[Raw data]

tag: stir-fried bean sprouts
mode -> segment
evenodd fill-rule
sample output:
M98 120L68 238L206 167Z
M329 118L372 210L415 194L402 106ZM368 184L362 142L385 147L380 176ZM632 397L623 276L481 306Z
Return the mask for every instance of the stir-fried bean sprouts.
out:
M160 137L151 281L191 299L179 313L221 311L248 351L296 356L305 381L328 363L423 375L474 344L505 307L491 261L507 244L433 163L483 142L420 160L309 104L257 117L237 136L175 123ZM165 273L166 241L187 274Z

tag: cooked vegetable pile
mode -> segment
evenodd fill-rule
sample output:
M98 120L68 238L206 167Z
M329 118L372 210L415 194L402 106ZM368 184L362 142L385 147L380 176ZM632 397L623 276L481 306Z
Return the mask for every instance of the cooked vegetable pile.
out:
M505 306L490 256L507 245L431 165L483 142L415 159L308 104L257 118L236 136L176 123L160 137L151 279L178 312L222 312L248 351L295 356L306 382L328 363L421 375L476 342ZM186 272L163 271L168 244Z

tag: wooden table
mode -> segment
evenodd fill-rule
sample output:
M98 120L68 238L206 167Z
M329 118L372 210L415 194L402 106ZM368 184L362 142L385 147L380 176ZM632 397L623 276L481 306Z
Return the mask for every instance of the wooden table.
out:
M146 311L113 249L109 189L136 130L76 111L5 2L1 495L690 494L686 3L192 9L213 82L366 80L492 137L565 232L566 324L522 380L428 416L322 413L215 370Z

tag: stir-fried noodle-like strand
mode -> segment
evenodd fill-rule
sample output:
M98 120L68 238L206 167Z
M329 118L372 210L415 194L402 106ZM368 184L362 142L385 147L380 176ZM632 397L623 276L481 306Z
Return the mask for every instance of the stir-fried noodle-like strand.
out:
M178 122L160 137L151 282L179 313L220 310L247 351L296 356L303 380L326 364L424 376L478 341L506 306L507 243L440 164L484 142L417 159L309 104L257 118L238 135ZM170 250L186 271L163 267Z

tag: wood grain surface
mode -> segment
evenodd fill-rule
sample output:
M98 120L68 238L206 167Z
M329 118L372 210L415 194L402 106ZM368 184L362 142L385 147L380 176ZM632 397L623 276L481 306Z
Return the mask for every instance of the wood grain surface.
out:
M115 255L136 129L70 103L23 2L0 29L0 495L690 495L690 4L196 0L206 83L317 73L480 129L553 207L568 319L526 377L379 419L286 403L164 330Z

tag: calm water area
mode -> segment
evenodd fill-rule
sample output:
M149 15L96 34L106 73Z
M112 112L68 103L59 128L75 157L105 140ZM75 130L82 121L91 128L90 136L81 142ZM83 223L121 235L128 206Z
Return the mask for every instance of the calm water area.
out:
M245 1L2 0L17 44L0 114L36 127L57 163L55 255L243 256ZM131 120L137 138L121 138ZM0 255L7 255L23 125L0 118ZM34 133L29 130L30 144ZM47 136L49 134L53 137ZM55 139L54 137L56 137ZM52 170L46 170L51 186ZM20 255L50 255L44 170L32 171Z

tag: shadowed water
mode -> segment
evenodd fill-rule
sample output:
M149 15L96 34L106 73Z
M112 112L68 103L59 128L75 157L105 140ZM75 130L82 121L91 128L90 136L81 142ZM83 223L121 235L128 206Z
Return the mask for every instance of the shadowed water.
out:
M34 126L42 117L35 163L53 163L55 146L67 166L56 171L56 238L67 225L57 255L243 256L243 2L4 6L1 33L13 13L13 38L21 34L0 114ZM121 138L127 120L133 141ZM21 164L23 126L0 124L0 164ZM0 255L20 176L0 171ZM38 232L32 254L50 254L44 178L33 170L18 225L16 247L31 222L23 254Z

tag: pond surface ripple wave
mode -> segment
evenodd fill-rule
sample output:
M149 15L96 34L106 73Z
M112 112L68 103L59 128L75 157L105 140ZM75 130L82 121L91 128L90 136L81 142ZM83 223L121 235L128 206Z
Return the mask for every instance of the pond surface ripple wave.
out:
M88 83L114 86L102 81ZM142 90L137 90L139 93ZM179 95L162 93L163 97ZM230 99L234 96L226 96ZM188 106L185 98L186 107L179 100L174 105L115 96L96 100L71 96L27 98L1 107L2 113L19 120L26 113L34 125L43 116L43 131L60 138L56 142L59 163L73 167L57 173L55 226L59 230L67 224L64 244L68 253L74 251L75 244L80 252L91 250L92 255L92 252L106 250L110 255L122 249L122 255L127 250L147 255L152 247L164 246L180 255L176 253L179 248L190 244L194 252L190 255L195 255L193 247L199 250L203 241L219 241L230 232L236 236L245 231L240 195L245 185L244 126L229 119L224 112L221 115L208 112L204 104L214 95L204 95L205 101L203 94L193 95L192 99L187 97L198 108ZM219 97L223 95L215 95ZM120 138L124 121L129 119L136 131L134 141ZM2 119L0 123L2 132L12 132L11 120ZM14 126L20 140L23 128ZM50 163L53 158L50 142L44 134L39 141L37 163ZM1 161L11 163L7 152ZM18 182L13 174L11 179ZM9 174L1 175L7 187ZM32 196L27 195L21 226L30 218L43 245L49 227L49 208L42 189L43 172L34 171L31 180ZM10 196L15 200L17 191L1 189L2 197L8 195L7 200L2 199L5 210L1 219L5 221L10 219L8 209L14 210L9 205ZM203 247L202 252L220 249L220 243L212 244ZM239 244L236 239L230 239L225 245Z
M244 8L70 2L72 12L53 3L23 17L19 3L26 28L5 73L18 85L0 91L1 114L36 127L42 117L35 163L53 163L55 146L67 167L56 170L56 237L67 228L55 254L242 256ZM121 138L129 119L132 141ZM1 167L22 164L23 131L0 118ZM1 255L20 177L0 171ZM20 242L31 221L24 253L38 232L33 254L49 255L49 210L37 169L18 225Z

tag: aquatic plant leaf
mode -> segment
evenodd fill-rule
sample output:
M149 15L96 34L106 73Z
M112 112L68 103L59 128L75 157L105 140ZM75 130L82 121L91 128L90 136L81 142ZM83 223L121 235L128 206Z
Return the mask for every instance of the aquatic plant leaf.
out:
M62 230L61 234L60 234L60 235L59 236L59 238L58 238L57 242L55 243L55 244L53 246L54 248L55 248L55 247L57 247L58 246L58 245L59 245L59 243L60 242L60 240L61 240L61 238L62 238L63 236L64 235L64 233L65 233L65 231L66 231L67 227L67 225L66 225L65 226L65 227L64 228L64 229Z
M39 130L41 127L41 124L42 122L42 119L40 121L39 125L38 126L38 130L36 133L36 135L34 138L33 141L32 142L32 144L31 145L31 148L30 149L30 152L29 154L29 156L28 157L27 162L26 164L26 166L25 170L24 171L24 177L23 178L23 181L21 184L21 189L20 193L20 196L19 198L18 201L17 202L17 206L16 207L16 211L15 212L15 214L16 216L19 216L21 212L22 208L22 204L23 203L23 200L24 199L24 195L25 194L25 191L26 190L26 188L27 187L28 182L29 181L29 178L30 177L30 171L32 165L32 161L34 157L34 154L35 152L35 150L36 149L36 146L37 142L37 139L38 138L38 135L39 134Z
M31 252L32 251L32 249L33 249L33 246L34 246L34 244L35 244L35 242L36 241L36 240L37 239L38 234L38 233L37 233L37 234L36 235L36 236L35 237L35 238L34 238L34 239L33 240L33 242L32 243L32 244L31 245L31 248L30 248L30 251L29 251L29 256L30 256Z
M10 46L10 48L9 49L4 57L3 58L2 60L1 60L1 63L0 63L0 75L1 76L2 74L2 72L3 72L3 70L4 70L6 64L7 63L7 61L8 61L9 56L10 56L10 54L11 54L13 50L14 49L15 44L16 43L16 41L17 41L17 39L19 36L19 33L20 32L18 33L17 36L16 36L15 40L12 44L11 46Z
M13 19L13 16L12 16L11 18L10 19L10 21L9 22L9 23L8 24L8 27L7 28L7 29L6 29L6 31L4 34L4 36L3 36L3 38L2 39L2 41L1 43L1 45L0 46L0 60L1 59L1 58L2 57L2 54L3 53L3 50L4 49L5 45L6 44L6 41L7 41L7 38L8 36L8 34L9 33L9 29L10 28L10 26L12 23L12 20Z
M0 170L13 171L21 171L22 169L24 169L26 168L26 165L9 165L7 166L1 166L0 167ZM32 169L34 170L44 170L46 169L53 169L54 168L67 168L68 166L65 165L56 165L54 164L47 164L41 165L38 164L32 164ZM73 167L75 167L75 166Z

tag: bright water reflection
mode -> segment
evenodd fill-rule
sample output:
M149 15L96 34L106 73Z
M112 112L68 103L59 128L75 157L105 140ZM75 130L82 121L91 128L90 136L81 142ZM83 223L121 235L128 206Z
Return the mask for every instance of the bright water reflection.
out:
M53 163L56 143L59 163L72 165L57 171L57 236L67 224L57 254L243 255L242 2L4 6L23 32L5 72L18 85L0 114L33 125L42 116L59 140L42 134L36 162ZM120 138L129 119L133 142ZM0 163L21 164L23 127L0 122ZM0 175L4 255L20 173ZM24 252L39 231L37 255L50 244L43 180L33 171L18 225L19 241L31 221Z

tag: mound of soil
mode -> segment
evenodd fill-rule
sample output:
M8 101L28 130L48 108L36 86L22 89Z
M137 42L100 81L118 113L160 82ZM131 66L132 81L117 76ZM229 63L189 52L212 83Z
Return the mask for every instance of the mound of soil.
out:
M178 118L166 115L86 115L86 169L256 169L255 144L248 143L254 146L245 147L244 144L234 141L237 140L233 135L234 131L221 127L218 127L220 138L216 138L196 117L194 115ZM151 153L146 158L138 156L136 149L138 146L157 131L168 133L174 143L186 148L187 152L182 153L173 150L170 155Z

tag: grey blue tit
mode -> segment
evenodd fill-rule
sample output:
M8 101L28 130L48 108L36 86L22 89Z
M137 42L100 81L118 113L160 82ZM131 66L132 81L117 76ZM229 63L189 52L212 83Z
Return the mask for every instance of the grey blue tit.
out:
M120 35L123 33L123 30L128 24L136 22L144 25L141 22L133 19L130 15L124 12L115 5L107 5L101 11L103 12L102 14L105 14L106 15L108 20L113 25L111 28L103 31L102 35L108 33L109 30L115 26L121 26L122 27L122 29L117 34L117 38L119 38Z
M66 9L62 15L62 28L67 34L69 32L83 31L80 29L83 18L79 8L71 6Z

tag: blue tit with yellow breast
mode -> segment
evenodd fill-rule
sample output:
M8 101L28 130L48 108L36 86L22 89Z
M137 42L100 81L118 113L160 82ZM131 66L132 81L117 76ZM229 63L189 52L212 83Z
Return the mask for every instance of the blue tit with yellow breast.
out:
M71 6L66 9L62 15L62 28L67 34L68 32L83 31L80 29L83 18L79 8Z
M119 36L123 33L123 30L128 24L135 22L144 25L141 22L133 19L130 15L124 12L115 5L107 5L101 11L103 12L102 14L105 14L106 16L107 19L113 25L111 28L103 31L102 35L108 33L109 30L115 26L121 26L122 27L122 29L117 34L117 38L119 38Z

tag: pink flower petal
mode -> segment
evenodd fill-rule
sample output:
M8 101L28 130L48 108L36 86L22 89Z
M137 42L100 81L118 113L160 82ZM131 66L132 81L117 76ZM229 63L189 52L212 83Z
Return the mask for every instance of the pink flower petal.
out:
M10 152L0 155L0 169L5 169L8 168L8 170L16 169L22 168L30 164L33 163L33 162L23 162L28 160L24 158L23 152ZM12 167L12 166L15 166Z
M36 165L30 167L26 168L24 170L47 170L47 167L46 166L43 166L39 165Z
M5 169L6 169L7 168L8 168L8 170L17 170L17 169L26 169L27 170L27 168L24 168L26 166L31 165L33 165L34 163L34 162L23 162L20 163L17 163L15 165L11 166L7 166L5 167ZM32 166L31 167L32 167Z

[Written task]
In the entries above, take the line containing "tag: pink flower petal" and each later line through the last, and repeat them exactly. Output nothing else.

[Exercise solution]
tag: pink flower petal
mode -> segment
evenodd fill-rule
sample output:
M8 101L28 130L48 108L36 86L22 89Z
M137 42L100 81L118 113L160 82ZM131 66L132 81L117 76ZM229 63L189 52L212 83Z
Return the mask for every instance of the pink flower petal.
out:
M10 152L0 155L0 169L5 169L8 168L8 170L16 169L22 168L30 164L33 163L33 162L23 162L28 160L24 158L23 152ZM12 167L12 166L15 166Z
M36 165L30 167L26 168L24 170L47 170L47 167L46 166L43 166L39 165Z
M5 169L6 169L7 168L8 168L8 170L17 170L17 169L26 169L27 170L27 168L24 168L26 166L31 165L33 165L34 163L34 162L23 162L20 163L17 163L15 165L11 166L7 166L5 167ZM32 166L31 167L32 167Z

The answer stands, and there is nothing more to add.